Records from a data collection:
--*--

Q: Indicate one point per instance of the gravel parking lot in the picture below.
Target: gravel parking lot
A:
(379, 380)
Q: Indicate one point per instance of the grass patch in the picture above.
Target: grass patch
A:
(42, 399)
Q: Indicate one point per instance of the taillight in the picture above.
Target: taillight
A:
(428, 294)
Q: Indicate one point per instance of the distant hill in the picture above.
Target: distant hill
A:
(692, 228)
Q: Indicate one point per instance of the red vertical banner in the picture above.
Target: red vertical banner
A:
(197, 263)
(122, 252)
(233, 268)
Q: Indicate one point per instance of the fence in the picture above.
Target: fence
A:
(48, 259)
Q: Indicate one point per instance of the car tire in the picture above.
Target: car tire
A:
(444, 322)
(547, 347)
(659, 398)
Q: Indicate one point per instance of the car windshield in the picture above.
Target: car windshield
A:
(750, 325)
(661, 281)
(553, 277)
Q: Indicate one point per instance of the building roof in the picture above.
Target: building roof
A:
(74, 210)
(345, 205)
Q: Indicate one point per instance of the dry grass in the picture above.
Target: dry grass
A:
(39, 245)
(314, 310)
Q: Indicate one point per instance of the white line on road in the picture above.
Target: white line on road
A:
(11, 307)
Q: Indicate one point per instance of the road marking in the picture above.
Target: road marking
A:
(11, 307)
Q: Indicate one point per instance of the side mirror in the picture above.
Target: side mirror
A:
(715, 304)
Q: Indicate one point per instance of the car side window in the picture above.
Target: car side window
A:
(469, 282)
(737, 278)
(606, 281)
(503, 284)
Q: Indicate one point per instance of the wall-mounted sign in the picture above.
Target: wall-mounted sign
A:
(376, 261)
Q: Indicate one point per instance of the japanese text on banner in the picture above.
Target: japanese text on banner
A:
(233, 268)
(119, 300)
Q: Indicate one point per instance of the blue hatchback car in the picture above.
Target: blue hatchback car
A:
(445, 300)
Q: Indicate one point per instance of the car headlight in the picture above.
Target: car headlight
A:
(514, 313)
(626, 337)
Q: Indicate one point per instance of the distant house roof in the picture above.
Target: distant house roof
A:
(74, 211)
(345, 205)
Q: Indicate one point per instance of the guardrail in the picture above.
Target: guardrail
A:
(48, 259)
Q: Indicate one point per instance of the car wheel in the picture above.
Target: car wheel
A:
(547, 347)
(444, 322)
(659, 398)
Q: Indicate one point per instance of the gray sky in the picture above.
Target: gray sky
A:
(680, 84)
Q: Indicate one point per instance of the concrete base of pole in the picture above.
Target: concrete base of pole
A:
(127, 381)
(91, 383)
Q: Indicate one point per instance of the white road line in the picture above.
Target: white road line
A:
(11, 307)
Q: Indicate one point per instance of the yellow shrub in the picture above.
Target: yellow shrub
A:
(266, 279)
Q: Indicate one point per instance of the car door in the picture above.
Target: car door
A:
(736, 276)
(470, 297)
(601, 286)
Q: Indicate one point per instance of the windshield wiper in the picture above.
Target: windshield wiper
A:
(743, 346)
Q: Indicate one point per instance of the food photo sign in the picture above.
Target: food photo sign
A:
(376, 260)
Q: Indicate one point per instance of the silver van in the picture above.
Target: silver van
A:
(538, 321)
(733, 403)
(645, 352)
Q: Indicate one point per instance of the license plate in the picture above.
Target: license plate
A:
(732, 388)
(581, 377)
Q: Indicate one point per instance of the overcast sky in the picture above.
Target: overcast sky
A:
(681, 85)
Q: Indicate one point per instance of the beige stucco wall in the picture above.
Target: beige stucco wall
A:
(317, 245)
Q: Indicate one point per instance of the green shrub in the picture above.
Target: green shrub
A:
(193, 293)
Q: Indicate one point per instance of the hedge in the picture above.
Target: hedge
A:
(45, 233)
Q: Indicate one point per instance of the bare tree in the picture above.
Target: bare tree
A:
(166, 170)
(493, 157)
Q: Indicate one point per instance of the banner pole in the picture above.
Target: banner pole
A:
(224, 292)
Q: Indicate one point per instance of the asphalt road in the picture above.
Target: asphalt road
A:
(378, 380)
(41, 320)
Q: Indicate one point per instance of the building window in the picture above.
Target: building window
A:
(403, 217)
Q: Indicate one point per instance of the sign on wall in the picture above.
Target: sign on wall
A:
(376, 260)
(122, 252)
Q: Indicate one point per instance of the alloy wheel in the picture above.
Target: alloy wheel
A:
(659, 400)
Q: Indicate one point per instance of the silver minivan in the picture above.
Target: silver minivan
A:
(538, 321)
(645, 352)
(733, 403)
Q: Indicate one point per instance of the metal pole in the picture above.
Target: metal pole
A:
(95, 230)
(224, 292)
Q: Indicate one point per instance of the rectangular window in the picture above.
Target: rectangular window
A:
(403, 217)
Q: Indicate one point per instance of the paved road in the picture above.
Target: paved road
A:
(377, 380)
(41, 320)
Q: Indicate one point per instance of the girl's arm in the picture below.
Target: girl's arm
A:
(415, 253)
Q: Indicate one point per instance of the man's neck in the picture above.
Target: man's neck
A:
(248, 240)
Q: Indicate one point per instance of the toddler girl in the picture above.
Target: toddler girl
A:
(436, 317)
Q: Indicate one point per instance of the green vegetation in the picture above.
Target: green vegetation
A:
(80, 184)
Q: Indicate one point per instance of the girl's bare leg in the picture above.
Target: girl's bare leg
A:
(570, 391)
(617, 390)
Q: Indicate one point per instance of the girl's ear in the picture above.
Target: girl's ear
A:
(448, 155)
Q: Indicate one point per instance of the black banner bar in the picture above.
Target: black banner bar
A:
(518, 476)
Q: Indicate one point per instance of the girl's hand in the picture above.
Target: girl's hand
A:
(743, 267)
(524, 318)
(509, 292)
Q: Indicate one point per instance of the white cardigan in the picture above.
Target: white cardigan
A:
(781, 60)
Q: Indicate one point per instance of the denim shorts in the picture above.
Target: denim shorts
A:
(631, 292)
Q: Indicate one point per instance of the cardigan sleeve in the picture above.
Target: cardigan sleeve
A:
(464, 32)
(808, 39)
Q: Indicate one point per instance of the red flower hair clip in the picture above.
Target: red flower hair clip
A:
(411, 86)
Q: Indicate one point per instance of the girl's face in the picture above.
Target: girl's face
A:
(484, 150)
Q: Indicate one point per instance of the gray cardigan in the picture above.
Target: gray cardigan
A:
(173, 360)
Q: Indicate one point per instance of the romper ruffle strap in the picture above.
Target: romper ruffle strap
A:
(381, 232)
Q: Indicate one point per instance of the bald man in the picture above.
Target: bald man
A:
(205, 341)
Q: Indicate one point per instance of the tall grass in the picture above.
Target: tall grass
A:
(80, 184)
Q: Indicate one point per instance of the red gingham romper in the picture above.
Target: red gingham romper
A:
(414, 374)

--*--

Assignment:
Only lines containing "hedge" belong in the answer; copy every such line from the records.

Output for this exercise:
Q: Indicate one point per instance of the hedge in the picture above.
Target: hedge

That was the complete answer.